• _SET PROBLEM_:
Reproduce the lines below without any change, starting at the line that contains "task: draw the outline of every instance of the skyscraper" and ending at the last line.

++++ DATA RECORDS

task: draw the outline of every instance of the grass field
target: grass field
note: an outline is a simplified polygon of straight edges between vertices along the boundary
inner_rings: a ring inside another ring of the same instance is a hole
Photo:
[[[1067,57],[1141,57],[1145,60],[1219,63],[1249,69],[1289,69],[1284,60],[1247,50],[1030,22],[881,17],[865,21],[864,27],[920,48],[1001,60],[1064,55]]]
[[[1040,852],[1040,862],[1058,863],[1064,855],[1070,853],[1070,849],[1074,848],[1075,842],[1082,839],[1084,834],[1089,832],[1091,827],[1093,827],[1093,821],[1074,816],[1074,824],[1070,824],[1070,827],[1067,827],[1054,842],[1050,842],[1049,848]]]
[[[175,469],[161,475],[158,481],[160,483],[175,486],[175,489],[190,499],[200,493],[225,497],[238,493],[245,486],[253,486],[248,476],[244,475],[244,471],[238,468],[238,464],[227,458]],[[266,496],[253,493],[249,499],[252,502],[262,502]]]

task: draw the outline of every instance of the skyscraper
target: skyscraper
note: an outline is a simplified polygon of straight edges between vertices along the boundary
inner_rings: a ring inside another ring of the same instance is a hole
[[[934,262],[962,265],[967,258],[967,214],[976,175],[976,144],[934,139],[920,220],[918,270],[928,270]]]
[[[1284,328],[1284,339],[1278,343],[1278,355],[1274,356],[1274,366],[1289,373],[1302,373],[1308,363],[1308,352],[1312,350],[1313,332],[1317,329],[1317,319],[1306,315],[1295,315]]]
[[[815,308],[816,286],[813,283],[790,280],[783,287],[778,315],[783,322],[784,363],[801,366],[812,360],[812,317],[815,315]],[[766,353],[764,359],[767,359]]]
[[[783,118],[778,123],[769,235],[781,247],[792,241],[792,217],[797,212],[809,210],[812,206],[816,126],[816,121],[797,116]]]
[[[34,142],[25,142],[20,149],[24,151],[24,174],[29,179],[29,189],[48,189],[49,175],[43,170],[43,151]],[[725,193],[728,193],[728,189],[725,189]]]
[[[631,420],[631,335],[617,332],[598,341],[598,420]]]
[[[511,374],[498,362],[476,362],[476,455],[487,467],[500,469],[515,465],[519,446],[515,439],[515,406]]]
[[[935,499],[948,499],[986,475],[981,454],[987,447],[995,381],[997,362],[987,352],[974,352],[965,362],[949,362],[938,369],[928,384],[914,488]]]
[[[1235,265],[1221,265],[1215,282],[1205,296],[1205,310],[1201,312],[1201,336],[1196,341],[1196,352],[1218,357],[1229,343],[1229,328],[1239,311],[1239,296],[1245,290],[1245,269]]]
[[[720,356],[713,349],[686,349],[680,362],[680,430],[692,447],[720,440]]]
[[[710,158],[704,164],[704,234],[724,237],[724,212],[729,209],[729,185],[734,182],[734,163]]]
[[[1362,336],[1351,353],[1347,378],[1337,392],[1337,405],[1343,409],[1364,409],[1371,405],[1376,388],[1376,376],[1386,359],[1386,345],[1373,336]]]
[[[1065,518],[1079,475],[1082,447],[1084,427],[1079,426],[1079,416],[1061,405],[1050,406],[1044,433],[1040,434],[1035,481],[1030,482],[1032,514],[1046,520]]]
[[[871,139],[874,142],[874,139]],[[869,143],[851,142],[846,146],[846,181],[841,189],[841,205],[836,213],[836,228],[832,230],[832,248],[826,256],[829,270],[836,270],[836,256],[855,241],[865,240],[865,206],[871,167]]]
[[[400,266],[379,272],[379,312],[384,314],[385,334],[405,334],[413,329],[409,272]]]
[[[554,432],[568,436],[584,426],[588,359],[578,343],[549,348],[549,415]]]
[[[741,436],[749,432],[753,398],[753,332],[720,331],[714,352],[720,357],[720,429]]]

++++++++

• _FINISHED ANSWER_:
task: draw the outline of every instance of the skyscraper
target: skyscraper
note: an outline is a simplified polygon of straight edges between vertices along the boundary
inner_rings: a ring inside another ring of the same instance is a hole
[[[934,262],[962,265],[967,258],[967,214],[976,175],[976,144],[934,139],[920,220],[918,270],[928,270]]]
[[[1284,328],[1284,339],[1278,343],[1278,355],[1274,356],[1274,366],[1289,373],[1302,373],[1308,363],[1308,352],[1312,350],[1313,332],[1317,329],[1317,319],[1306,315],[1295,315]]]
[[[815,308],[816,286],[813,283],[790,280],[783,287],[778,315],[783,322],[784,363],[801,366],[812,360],[812,317],[815,315]],[[766,353],[764,359],[767,359]]]
[[[783,118],[778,123],[769,235],[781,247],[792,241],[792,217],[797,212],[809,210],[812,206],[816,126],[816,121],[797,116]]]
[[[34,142],[25,142],[20,149],[24,151],[24,174],[29,179],[29,189],[48,189],[49,175],[43,170],[43,151]],[[725,193],[728,193],[728,189],[725,189]]]
[[[631,420],[631,335],[617,332],[598,341],[598,420]]]
[[[511,374],[498,362],[476,362],[476,455],[487,467],[500,469],[515,465],[519,446],[515,439],[515,406]]]
[[[935,499],[948,499],[986,475],[981,454],[987,447],[995,381],[997,362],[987,352],[974,352],[965,362],[949,362],[938,369],[928,384],[914,488]]]
[[[1235,265],[1221,265],[1215,282],[1205,296],[1205,310],[1201,312],[1201,336],[1196,341],[1196,352],[1218,357],[1229,343],[1229,328],[1239,311],[1239,296],[1245,290],[1245,269]]]
[[[720,356],[713,349],[686,349],[680,362],[680,430],[692,447],[720,440]]]
[[[710,158],[704,164],[704,234],[724,237],[724,212],[729,209],[729,185],[734,182],[734,163]]]
[[[1362,336],[1351,353],[1347,378],[1337,392],[1337,405],[1343,409],[1364,409],[1371,405],[1376,388],[1376,376],[1386,359],[1386,345],[1373,336]]]
[[[1065,518],[1079,475],[1082,447],[1084,427],[1079,426],[1079,416],[1061,405],[1050,406],[1044,433],[1040,434],[1035,481],[1030,482],[1032,514],[1046,520]]]
[[[871,139],[874,142],[874,139]],[[869,143],[851,142],[846,146],[846,181],[841,189],[841,205],[836,213],[836,228],[832,230],[832,248],[826,256],[829,270],[836,270],[836,256],[855,241],[865,240],[865,206],[871,167]]]
[[[400,266],[379,272],[379,312],[384,314],[385,334],[405,334],[413,329],[409,272]]]
[[[554,432],[568,436],[584,426],[588,359],[578,343],[549,348],[549,415]]]
[[[741,436],[749,432],[753,398],[753,332],[720,331],[714,352],[720,357],[720,429]]]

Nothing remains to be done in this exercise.